Text passage:
First and foremost, this is a cute movie. That is the most important thing and for many people that makes this a movie worth watching. Unfortunately from a critical standpoint it was a bit too slick. This led to an abundance of glossed over plot holes. Just like watching real magic, it works best when your attention is distracted. Oh yeah, the premise of the m0vie is that some magicians team up to rob banks and annoy the FBI. For being a plot heavy film, the plot is mostly irrelevant.

The cast is pretty great, but the characters are a bit too flirty to seem authentic. Playing one key flirter/flirtee was Isla Fisher–Wedding Crashers–who is an underutilized actress, so seeing her here was generally a good thing. Also, Mélanie Laurent—Shoshanna, Inglourious Basterds—did a good job as a young Interpol officer, and balanced well with a solid performance from Mark Ruffalo—the newest Hulk, Bruce Banner. On the other side the performances from Michael Caine and, especially, Morgan Freeman, seemed very blasés.

Provided records:
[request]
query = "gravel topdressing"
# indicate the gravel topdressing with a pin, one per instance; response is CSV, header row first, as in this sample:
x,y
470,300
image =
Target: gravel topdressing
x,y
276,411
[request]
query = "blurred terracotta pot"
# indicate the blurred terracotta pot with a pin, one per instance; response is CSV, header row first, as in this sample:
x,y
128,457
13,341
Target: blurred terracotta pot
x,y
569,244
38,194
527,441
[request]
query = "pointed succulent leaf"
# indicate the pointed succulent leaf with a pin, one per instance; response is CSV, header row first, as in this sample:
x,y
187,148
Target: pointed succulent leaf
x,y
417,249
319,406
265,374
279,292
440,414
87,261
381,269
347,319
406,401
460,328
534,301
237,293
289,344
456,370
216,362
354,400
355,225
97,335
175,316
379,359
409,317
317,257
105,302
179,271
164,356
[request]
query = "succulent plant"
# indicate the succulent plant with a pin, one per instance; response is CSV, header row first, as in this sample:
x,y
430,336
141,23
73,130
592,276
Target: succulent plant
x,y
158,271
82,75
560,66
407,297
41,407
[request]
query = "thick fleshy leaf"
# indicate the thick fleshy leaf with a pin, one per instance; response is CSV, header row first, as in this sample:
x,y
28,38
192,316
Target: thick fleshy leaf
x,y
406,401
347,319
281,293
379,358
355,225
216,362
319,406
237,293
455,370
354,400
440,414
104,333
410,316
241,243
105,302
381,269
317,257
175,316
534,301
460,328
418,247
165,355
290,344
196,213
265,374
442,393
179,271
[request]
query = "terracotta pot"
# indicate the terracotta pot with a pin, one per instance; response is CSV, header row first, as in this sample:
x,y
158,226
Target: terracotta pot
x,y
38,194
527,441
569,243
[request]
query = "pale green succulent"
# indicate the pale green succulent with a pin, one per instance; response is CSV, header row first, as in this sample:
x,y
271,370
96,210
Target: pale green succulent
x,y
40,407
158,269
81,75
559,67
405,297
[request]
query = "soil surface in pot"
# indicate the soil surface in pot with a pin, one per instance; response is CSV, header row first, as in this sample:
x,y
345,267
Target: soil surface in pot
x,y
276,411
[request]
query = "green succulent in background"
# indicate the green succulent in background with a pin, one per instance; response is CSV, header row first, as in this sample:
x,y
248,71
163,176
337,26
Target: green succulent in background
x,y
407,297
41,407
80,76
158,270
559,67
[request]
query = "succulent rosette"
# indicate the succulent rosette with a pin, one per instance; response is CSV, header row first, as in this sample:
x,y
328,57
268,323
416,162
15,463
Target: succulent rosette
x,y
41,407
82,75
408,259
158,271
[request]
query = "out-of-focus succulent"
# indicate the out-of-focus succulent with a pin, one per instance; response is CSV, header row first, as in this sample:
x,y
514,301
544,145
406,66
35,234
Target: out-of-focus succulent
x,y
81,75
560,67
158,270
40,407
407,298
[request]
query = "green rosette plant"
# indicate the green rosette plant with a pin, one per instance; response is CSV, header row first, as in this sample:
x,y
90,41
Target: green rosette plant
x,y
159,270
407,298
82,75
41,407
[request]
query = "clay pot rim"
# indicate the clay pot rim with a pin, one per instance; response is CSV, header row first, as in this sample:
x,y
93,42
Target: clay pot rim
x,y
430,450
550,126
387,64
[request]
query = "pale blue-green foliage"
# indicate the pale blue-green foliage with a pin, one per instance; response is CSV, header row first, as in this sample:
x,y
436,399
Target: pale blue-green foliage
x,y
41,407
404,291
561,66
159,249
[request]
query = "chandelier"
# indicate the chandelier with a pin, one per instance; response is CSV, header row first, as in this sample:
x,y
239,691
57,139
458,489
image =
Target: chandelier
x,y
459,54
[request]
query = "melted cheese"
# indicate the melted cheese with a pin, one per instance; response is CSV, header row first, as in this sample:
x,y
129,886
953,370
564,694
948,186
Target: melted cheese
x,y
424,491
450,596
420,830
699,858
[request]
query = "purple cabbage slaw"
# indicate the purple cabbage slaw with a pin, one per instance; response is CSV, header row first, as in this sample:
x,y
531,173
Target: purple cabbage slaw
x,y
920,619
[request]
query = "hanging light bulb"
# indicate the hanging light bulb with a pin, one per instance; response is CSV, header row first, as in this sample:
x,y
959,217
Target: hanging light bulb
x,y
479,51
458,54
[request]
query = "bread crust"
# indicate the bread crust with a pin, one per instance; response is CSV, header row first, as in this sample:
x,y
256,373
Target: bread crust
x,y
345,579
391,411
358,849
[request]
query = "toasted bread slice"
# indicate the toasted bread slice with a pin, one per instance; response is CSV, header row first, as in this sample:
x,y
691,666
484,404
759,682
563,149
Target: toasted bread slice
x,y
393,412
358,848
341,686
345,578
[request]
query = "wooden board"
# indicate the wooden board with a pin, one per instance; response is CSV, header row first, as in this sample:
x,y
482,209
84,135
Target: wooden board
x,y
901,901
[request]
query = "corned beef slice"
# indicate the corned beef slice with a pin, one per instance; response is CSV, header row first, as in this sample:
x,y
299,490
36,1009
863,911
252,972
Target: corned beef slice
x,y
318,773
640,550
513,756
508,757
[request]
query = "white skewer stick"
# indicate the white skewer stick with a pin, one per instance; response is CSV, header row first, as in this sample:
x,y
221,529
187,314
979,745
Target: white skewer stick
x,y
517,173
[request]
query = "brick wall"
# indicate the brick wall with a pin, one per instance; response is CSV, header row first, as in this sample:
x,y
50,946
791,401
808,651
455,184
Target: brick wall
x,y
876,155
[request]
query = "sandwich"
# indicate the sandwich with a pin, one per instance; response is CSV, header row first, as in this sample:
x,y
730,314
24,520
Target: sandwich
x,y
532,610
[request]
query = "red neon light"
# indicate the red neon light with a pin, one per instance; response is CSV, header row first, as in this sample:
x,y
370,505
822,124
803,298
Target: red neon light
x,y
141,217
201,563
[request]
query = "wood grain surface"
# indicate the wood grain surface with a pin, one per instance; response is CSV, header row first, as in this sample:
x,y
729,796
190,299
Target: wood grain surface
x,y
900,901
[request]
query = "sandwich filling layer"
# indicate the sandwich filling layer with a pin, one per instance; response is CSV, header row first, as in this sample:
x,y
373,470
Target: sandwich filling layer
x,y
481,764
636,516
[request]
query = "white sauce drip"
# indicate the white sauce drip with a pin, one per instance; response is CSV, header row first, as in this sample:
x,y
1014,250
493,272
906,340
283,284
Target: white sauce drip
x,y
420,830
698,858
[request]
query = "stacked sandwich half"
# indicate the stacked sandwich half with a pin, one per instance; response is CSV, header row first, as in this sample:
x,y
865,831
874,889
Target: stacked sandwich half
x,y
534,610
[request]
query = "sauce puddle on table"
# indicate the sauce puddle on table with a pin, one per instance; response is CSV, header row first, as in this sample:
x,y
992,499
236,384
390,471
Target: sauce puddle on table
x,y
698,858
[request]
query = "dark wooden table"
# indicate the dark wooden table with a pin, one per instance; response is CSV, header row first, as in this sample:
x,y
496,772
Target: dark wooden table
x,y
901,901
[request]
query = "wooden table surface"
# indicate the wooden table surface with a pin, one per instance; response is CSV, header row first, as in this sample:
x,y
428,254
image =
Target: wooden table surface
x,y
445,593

Problem A:
Answer these questions using the movie review:
(i) According to the premise, what do the magicians team up to do?
(ii) What role does Mélanie Laurent play in the film?
(iii) Whose performances does the review describe as very blasé?
Problem B: Carry the movie review forward from its last sentence, in the same voice.

Written reply A:
(i) Rob banks and annoy the FBI.
(ii) A young Interpol officer.
(iii) Michael Caine's and Morgan Freeman's, especially Freeman's.

Written reply B:
On the whole, it was actually a bit dumb and condescending, which is a dangerous combination. Yet it was still enjoyable, so perhaps director Louis Leterrier pulled off that trick anyways. For me though, the problem is that magic only works in real life. Movie magic is a part of so many films that showing tricks in movies does not, or at least should not, feel like any more of an illusion than the Enterprise using its warp drive, which is supposed to seem real. That could be why the few magical movies that do get made are the ones that go for “practical magic”1, which gets addressed and teased within this film. It did help that the movie presented what its magicians were doing as stage magic. Also, there was a cute white rabbit in the second act.

1 Practical Magic means the idea of real magic. Like Harry Potter and co. do practical magic, not just theoretical, or stage/theatrical magic.